Point-per-instance localization data:

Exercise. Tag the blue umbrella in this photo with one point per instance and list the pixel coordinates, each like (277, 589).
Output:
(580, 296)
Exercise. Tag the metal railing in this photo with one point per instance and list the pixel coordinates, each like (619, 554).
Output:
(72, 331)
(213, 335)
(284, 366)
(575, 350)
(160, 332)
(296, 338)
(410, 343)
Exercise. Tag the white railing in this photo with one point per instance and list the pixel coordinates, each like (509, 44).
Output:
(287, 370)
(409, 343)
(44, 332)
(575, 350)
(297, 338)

_Your assignment:_ Could you repeat every record above exactly as it appears?

_Exercise output:_
Exercise. Tag the blue umbrella in this photo with one point per instance and list the pixel coordinates, each like (277, 589).
Output:
(580, 296)
Exercise. Tag the metal railing in this photo with one point per instance and list the pixel coordinates, each like (619, 554).
Output:
(72, 331)
(213, 335)
(284, 366)
(575, 350)
(160, 332)
(296, 338)
(410, 343)
Exercise. Tag the white railing in this photo with one point per instance and list the pixel coordinates, each like (509, 44).
Output:
(287, 370)
(409, 343)
(44, 332)
(575, 350)
(297, 338)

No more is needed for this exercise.